▸ **TASK STATEMENT**
Can you format all the records below as a Markdown table with the columns Row and Line, numbering each line, skipping blank lines, and leaving the pictures out?

▸ **SUPPLIED RECORDS**
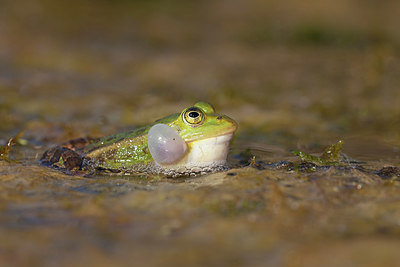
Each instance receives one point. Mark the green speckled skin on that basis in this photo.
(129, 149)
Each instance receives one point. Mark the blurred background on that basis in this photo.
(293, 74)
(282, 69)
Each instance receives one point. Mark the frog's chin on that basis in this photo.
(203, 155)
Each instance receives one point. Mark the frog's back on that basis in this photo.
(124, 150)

▸ **SOLVED PROBLEM**
| Row | Line |
|---|---|
| 1 | Each instance receives one point. Mark the green speckled skin on that basis in this photo. |
| 2 | (129, 149) |
| 3 | Each instance receives one point. Mark the blurred background on that basis in this photo. |
| 4 | (293, 74) |
| 5 | (282, 69) |
| 6 | Each instance receives one point. Mark the frog's chin on that basis in this photo. |
| 7 | (203, 155) |
| 8 | Each instance receives one point. Mark the frog's back on that basis in this photo. |
| 9 | (124, 150) |